WORK ORDER: Retype the listing below exactly, beginning at the line that contains "Target: boat hull" and ending with its last line.

##########

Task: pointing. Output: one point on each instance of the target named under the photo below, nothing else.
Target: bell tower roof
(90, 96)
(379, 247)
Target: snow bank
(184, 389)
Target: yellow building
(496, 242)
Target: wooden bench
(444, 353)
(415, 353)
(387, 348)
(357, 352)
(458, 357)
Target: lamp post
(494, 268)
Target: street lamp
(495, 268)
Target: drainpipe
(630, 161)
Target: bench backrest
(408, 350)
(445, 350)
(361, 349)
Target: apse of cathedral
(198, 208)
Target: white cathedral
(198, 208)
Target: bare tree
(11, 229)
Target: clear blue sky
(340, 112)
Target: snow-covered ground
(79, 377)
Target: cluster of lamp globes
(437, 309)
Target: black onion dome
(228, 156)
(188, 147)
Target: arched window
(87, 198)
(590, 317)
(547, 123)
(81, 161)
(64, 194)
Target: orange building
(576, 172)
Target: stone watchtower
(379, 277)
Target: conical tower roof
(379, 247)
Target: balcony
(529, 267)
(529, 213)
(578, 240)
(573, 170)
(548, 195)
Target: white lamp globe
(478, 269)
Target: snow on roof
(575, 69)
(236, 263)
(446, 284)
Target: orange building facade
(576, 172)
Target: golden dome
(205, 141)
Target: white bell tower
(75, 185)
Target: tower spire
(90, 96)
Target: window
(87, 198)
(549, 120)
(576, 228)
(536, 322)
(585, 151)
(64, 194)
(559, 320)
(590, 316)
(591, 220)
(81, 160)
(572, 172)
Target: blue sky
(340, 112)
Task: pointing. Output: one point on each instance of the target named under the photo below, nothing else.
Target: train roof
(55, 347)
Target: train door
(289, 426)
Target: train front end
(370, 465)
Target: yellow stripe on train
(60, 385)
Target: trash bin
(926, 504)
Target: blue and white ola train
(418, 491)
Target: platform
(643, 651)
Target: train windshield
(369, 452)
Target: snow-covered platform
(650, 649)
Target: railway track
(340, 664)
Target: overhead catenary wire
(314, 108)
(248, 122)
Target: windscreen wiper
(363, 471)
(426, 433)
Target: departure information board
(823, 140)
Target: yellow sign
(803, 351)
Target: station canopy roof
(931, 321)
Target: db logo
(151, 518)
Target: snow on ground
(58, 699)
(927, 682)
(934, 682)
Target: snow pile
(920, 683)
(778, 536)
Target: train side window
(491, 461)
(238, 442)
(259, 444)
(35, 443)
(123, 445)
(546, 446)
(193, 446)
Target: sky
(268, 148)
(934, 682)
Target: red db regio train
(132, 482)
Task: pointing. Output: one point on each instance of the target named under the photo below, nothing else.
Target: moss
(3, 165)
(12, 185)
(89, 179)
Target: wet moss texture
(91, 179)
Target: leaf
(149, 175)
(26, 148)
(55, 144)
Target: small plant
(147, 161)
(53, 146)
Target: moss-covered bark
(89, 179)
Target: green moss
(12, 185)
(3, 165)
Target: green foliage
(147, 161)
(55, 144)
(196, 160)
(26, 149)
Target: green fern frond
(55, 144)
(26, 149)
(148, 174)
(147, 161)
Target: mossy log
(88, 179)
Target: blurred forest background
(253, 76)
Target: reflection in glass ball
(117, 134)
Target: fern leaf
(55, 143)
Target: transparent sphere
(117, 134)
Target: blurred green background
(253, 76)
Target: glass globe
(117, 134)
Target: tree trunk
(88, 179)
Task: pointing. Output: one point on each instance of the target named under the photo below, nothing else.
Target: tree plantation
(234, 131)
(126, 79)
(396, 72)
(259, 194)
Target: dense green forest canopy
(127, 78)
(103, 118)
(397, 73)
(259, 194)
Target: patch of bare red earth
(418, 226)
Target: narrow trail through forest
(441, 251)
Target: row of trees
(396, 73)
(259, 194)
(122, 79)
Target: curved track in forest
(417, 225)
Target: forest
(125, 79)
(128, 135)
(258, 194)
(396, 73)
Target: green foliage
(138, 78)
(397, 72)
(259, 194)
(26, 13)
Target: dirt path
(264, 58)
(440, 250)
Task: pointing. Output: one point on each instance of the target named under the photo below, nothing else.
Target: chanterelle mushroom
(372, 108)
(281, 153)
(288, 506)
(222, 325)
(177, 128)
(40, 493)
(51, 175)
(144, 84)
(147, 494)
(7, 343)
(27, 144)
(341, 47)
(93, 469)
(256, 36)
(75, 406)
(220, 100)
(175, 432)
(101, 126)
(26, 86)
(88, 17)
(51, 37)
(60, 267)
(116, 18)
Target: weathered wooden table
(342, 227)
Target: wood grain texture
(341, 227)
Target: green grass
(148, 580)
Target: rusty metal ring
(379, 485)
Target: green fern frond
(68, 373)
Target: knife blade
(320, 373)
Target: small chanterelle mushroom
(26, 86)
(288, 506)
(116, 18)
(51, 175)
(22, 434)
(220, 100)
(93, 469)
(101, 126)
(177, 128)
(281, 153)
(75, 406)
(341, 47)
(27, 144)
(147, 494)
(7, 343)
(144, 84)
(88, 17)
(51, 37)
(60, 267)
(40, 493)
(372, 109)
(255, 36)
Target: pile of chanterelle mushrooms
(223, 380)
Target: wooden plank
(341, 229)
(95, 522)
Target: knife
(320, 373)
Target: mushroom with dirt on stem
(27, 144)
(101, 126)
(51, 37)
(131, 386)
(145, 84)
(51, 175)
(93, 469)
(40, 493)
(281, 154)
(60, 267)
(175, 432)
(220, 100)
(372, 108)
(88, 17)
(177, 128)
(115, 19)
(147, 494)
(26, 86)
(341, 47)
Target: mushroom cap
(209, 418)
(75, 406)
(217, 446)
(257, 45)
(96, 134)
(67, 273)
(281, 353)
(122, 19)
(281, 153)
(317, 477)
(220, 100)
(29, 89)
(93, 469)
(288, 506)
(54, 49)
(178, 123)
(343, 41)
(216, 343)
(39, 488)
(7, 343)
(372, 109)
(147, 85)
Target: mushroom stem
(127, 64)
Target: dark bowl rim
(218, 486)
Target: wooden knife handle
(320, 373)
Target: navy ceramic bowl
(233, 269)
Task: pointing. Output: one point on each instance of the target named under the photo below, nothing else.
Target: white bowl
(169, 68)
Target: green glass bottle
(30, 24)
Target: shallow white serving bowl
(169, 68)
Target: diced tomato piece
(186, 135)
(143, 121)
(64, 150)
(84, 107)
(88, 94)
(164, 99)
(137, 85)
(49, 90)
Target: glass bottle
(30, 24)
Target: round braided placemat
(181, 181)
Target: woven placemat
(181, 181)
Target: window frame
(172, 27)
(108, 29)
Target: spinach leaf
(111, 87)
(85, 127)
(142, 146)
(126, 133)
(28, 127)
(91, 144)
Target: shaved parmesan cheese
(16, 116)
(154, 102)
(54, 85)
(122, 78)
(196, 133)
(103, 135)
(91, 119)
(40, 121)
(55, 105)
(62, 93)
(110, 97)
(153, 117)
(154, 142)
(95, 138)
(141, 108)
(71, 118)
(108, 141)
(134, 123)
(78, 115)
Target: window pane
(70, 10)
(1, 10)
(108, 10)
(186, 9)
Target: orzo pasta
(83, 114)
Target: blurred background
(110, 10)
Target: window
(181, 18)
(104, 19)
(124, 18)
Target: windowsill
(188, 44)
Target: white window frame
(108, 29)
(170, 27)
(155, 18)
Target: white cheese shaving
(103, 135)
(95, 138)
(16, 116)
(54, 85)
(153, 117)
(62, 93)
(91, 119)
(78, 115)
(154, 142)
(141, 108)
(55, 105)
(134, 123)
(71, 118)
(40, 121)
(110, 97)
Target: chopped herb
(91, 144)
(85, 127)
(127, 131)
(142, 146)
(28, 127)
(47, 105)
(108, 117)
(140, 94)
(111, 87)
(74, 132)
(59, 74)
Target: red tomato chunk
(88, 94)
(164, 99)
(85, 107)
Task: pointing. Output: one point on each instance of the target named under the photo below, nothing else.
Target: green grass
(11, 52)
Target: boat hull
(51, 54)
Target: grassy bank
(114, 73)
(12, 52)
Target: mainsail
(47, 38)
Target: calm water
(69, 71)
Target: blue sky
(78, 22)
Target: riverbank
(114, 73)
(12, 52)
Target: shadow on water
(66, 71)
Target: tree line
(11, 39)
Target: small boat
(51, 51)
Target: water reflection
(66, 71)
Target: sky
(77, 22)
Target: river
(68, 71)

##########

TASK SOLUTION:
Target: boat hull
(51, 54)
Target: grassy bank
(114, 73)
(12, 52)
Target: mainsail
(47, 38)
Target: calm water
(69, 71)
Target: blue sky
(78, 22)
Target: riverbank
(114, 73)
(12, 52)
Target: shadow on water
(66, 71)
Target: tree line
(11, 39)
Target: small boat
(51, 51)
Target: water reflection
(66, 71)
Target: sky
(77, 22)
Target: river
(68, 71)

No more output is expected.